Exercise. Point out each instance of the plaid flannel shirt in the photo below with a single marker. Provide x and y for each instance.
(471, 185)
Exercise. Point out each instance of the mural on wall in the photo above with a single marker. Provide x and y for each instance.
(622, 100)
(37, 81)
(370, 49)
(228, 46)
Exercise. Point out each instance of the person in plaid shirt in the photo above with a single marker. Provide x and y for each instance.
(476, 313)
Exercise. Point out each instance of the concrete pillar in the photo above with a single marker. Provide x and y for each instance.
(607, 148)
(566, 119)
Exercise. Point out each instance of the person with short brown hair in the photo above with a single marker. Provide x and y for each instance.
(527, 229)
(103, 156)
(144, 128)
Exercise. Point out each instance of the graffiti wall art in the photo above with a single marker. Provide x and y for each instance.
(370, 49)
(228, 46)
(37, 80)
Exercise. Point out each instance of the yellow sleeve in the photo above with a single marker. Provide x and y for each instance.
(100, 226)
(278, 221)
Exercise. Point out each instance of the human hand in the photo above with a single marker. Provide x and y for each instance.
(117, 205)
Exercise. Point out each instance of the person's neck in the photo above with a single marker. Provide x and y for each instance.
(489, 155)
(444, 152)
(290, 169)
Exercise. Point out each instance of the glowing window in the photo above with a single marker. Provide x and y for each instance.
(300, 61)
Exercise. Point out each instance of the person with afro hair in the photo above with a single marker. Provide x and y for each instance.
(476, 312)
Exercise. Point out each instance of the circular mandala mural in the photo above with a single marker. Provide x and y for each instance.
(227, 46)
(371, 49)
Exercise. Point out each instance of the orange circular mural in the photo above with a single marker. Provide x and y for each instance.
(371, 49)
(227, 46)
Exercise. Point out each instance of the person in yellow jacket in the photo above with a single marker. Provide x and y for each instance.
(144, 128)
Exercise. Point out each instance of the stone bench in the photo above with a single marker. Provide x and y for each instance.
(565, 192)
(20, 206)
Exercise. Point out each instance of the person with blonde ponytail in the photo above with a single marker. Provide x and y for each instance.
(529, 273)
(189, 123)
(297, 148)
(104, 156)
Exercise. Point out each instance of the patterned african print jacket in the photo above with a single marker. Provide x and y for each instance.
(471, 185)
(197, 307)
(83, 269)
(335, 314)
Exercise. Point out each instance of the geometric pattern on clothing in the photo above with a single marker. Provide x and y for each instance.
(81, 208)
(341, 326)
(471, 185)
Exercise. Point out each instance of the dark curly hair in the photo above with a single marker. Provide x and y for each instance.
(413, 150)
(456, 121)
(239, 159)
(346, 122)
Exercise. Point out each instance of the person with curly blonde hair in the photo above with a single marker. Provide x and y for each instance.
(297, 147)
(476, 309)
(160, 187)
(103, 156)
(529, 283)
——
### Task requirements
Quote every one of the records above word for word, from the first line to the last.

### Solution
Exercise. Point out each instance of the plaid flannel shirt in the photo below with a single marker. Provide x and y for each instance.
(471, 185)
Exercise. Point out each instance of the mural on wall in the photo above with a single marker. Provide x and y for each instance.
(622, 100)
(37, 81)
(370, 49)
(228, 46)
Exercise. Point out each instance of the person in plaid shirt in the photo above with a single marker. Provide x and y for each instance.
(476, 313)
Exercise. Point out each instance of the concrete pillar in the photo above with a single marker. Provide x and y for each instance.
(607, 148)
(566, 119)
Exercise. Point out each instance of the person with short brown hair in the photo above with a single marker. Provide x and y for each instance.
(527, 229)
(103, 156)
(144, 128)
Exercise. Point out each instance of the graffiti wall art in the photo above with a single marker. Provide x and y for each instance.
(370, 49)
(228, 46)
(37, 80)
Exercise. Point out each instance of the yellow sleeve in the photo above with a single marker. Provide x and y for each instance.
(100, 226)
(278, 221)
Exercise. Point out each instance of the human hand in the photo above with a single marker. Provide x and y for each instance.
(117, 205)
Exercise. Point out each instance of the person's neck in the photo above with a single marker. Provide x and y for each instance.
(489, 155)
(444, 152)
(290, 169)
Exercise. Point out each instance of the glowing window in the photo above with a single marker. Provide x and y for each instance.
(300, 61)
Exercise. Point out each instance of the person with afro hair in the photo above with a single marker. Provide x and y for each instance.
(476, 312)
Exercise. Point out each instance of the circular mandala mural in the photo above with a single marker. Provide x and y for each instance.
(227, 46)
(371, 49)
Exercise. Point out each instance of the orange circular mural in the photo above with a single marker. Provide x and y for each instance.
(371, 49)
(227, 46)
Exercise. Point out each instance of the person in yellow jacket in the photo above with a single marker. Provide x and y for each instance.
(144, 128)
Exercise. Point out each instance of the stone bench in the photo above with a single marker. Provide x and y for each instance.
(565, 192)
(20, 206)
Exercise. Point out each instance of the person with blonde ponytail in the photo above with a single marker. Provide x and y for each instance.
(529, 273)
(189, 123)
(297, 148)
(104, 156)
Exercise. Point out each instance of the patterned african print jacket in the photo above with a single marker. Provide x and y for each instance.
(471, 185)
(197, 307)
(83, 269)
(335, 314)
Exercise. Point out each instance of the geometric pattern on clothing in the photo above with a single marker. Provide x and y for each instance.
(81, 208)
(341, 326)
(471, 185)
Exercise. Point out each instance of the dark curly hair in the photo above with a single marker. Provide x and y for each instance.
(413, 150)
(456, 121)
(239, 159)
(346, 122)
Exercise. Point out each instance of the person with curly blonde hair in the photo above with a single marker. Provide x and y for each instance.
(297, 147)
(476, 309)
(160, 187)
(103, 156)
(529, 283)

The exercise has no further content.